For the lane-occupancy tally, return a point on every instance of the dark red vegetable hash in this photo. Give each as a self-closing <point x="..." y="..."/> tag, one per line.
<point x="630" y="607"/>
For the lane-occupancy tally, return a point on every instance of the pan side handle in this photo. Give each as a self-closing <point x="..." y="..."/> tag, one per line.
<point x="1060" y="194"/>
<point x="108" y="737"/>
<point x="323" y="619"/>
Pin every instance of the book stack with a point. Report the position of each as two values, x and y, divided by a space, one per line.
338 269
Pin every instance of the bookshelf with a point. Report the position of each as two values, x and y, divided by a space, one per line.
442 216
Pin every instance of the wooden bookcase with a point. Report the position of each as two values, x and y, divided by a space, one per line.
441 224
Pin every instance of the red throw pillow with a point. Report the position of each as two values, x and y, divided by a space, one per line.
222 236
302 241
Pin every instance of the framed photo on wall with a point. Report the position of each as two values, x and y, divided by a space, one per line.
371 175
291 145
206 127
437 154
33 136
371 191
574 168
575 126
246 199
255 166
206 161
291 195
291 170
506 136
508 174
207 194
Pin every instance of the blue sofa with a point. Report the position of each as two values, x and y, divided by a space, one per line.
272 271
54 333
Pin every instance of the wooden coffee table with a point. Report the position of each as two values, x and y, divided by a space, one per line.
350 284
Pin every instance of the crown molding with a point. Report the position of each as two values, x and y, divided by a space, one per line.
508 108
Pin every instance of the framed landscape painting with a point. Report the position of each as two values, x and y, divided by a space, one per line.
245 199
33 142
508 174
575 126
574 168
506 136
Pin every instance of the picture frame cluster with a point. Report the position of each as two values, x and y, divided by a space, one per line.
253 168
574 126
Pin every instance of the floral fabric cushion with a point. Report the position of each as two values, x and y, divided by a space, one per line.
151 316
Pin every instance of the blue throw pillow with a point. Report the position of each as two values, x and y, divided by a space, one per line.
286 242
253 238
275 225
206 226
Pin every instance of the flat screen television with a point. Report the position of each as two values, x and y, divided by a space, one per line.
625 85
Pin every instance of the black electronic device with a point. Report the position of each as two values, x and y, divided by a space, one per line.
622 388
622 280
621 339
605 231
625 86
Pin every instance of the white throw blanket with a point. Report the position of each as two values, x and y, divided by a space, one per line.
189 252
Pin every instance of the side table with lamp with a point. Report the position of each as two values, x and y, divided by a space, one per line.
·····
> [Task to carry out]: Retype, without any change, the lines from the one containing "Pin every instance of the flat" through the final line of the material above, and no others.

> [Response]:
Pin every instance of the flat screen television with a point. Report the position of each as two values, x and y, divided by a space, one per line.
625 85
Pin every instance of the black electronic device with a point. Report the position of each as two values, x and y, divided by a space, one per line.
622 388
622 280
621 339
605 231
625 86
Pin every instance of the white throw blanket with a point. Report the position of each as two values, x and y, divided by a space, one per line.
189 252
Pin every instance of the side table with lamp with a point. Report the position of each as two values, x and y, divided by a space, one per line.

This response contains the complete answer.